Selected excerpt:
-------

Self-managed super basics.
Interested in a self-managed super fund (SMSF) but not sure where to start? SMSFs are becoming increasingly popular but aren’t necessarily right for everyone. The attractive tax environment and perception of more personal control are countered by very strict regulations and strong penalties for non-compliance.
This video addresses the basics of establishing and managing a self-managed super fund.
We’ll help you learn about:
- what is a SMSF?
- key considerations for setting up a SMSF.
- compliance obligations.
- is it right for you?
This video may be helpful for anyone who:
- wants to know how a self-managed super fund is different.
- is contemplating establishing a self-managed super fund.
- has a self-managed super fund and want to know more about it.
Hi, I’m Bron Lawson from Westpac’s Davidson Institute here to talk to you about the basics of Self-Managed Super. Currently making up approximately 26% of Australia’s $3 trillion super nest egg, self-managed super funds are on the increase, however there is still a lack of understanding about what they are, how they work, and whether we should be making the shift. This video addresses some of the basics of self-managed super to get you started on your education journey.
Today we are going to look at: • What is a Self-Managed Super Fund? • How does self-managed super work? • Is self-managed super right for me?
So, what exactly is a self-managed super fund? It’s essentially exactly what its name says. It’s a superannuation fund that is managed by the owners of the fund, instead of your retirement savings being managed by a professional superannuation trustee/fund. A self-managed super fund means you have more control to decide how your money is invested.
The first thing to understand is it’s not a financial product, but a legal structure … a bit like your own business … but what the business does is to manage your retirement savings within a very strict legislative environment. • The legal structure is a particular type of ‘trust’ where the trustees are responsible for managing the assets, liabilities, and income for the benefit of the fund members. In the case of a self-managed super fund, the primary purpose is to provide an income for its
members/beneficiaries in their retirement.
• The trust fund acts like a big basket where all members’ funds are pooled together, then invested as per the funds defined investment strategy. • Then of course, finally, the trustees manage the payment of funds to members in their retirement.
So, let’s have a look at how it actually works … A SMSF starts with its members. It can have a minimum of 1 and a maximum of 4 members who all act as trustees for the fund. The role of the trustees and the rules on how they must manage the trust are set out in the trust deed. The trustees are helped with the administration of the trust by their accountant or financial planner. The fund must be audited each year to ensure the trustees are complying with the legislation surrounding self-managed
super funds and their stated investment strategy.
The trust sets up a fund which will include a bank account that will be the repository for any money rolled over from other funds and future contributions, as well as receiving any income from investments of the fund. This money is then invested by the trustees in other assets such as shares, managed funds, or property. Self-managed super funds are all legislated by the Superannuation Industries Supervision Act (SIS) which is administered by the Australian Taxation Office or ATO.
As I said earlier, the self-managed super fund starts with its members; there can be a minimum of 1 member and a maximum of 4. Every member of the fund is also a trustee either as an individual or as a director of a corporate trustee. Each member has their own account within the super fund, just like in large industry or retail super funds, even though the pool of funds may be invested altogether.

-------

Dataset content:
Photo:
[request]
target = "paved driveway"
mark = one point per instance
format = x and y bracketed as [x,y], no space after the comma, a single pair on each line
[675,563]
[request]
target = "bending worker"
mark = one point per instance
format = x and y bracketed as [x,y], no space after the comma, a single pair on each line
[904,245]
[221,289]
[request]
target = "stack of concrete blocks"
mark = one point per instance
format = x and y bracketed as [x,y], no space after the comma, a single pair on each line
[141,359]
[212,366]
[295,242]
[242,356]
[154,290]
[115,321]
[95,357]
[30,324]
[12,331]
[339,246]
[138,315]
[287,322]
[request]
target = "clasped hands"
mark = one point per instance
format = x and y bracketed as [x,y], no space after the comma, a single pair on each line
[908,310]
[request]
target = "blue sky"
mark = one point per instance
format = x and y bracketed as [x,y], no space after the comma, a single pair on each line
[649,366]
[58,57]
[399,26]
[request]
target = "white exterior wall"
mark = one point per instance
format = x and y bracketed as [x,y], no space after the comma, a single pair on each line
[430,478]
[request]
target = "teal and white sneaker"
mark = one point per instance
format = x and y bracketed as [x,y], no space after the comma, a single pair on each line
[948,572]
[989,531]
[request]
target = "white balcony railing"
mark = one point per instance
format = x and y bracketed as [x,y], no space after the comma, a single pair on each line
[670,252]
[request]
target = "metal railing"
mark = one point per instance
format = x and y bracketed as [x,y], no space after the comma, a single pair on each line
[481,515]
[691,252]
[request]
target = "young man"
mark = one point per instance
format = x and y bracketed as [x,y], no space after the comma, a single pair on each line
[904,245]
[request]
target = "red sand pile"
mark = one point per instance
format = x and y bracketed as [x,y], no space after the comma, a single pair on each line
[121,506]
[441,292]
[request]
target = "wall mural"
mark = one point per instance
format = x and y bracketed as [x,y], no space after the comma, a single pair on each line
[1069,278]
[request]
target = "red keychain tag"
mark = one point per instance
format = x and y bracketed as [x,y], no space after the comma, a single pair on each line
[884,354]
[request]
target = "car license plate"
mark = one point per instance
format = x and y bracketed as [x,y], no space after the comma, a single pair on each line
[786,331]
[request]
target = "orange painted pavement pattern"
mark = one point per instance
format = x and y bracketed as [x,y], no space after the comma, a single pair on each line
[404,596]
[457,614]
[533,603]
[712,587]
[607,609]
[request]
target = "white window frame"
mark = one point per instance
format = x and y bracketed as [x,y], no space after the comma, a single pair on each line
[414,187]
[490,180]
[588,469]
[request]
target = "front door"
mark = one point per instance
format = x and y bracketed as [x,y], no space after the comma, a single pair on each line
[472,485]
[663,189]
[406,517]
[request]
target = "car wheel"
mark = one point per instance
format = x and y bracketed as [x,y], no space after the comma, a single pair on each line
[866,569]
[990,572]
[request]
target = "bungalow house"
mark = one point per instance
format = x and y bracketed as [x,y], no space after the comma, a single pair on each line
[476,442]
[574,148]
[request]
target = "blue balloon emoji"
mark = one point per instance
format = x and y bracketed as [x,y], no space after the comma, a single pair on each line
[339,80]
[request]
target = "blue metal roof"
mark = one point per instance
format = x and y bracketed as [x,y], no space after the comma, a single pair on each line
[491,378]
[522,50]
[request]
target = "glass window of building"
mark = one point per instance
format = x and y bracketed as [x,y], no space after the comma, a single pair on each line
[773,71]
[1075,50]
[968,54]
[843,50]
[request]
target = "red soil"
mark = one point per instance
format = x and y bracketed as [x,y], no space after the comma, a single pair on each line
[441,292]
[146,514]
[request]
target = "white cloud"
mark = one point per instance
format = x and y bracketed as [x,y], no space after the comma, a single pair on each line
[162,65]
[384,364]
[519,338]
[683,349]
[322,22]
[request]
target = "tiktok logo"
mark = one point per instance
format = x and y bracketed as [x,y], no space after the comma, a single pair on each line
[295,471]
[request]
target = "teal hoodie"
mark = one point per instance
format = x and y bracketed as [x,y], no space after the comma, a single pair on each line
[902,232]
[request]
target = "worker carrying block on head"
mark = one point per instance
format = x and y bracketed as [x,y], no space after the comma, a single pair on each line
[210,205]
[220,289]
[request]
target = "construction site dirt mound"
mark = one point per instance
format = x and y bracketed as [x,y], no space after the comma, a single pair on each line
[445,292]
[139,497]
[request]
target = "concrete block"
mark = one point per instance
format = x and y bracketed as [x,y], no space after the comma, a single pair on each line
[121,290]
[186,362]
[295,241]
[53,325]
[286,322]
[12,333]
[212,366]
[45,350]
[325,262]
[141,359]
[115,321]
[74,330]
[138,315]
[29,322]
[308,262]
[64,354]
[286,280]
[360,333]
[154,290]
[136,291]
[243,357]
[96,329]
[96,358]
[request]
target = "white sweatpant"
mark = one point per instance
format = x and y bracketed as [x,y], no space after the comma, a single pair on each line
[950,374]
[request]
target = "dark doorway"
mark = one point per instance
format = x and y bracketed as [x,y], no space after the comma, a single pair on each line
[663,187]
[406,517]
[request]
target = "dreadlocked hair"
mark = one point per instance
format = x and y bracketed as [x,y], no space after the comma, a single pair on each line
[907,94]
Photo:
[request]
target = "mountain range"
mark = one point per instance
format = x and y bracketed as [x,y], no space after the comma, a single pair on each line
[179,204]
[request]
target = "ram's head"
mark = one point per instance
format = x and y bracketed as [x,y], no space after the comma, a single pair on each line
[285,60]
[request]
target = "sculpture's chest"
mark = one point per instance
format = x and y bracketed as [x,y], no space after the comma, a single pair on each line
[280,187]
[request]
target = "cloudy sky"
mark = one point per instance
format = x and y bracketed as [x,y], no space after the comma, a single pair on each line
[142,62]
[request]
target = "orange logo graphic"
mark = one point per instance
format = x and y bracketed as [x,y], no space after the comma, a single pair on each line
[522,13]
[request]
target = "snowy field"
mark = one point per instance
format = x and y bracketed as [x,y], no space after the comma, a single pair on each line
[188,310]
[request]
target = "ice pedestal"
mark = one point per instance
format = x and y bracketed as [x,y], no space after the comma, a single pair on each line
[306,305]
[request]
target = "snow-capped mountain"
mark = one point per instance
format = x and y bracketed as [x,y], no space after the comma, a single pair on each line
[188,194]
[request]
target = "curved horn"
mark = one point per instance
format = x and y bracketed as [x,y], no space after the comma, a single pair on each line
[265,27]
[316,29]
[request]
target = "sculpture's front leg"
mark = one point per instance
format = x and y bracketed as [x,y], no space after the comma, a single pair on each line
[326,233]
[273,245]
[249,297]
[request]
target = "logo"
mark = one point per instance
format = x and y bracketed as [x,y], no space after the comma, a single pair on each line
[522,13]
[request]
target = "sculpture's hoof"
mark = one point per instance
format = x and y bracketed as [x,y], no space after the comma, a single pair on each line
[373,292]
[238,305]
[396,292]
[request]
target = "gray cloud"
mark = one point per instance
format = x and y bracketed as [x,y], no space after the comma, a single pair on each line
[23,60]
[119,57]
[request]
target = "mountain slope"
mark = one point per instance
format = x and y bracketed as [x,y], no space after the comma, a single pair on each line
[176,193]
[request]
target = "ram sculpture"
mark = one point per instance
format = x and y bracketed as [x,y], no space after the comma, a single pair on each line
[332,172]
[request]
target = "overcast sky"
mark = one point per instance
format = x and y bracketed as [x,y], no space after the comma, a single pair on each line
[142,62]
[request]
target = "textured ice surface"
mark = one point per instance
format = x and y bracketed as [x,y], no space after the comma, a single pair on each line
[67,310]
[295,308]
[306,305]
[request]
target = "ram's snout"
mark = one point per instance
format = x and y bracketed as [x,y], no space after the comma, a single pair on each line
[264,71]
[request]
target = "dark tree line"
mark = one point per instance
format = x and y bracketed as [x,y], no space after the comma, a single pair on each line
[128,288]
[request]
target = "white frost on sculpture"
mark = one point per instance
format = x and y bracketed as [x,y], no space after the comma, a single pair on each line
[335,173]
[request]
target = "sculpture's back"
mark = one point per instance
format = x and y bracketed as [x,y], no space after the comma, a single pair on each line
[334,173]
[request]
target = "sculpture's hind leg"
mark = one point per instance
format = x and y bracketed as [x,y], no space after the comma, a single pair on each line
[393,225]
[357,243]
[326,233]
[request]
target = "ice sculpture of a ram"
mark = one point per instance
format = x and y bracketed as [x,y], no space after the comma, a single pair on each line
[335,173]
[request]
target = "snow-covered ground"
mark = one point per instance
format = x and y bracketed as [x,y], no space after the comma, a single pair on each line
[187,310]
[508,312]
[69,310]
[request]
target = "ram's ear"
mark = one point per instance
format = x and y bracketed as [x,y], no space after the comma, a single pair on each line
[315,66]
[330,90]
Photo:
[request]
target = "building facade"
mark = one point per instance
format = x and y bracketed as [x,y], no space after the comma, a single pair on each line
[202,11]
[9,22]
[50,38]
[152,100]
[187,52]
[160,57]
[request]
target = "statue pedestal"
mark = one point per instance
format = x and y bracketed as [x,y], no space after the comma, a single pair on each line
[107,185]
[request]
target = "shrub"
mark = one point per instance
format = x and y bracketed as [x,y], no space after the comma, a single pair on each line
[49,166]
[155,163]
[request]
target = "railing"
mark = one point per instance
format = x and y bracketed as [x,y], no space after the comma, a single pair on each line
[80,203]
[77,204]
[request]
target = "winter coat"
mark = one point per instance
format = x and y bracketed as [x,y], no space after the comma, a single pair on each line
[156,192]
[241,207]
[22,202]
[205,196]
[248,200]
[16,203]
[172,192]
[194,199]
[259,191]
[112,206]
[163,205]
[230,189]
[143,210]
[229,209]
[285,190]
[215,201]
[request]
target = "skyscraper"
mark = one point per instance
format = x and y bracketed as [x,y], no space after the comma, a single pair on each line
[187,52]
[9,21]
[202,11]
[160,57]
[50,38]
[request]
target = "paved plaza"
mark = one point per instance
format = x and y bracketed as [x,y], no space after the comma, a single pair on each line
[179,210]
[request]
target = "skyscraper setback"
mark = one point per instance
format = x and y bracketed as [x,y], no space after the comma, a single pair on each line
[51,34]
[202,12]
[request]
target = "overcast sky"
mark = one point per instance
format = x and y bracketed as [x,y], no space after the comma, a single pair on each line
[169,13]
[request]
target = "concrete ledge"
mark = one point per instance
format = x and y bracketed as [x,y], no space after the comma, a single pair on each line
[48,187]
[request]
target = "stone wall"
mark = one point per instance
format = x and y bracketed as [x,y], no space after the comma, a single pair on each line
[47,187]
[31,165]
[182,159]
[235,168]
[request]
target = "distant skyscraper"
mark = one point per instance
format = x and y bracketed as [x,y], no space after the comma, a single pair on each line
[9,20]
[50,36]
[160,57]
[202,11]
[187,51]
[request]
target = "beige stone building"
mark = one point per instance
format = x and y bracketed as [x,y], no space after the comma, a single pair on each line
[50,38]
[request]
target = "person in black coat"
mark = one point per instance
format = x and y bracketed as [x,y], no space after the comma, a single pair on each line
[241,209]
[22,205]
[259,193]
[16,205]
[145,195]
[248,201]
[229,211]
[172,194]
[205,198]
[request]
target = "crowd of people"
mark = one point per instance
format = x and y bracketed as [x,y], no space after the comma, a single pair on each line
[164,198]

-------

Problems to work on:
(a) In the self-managed super text, how many members can a fund have at minimum and at maximum?
(b) Please put this sentence from the self-managed super text into Spanish: "A self-managed super fund means you have more control to decide how your money is invested."

Answer set:
(a) A minimum of 1 and a maximum of 4.

(b) Un fondo de jubilación autogestionado significa que tienes más control para decidir cómo se invierte tu dinero.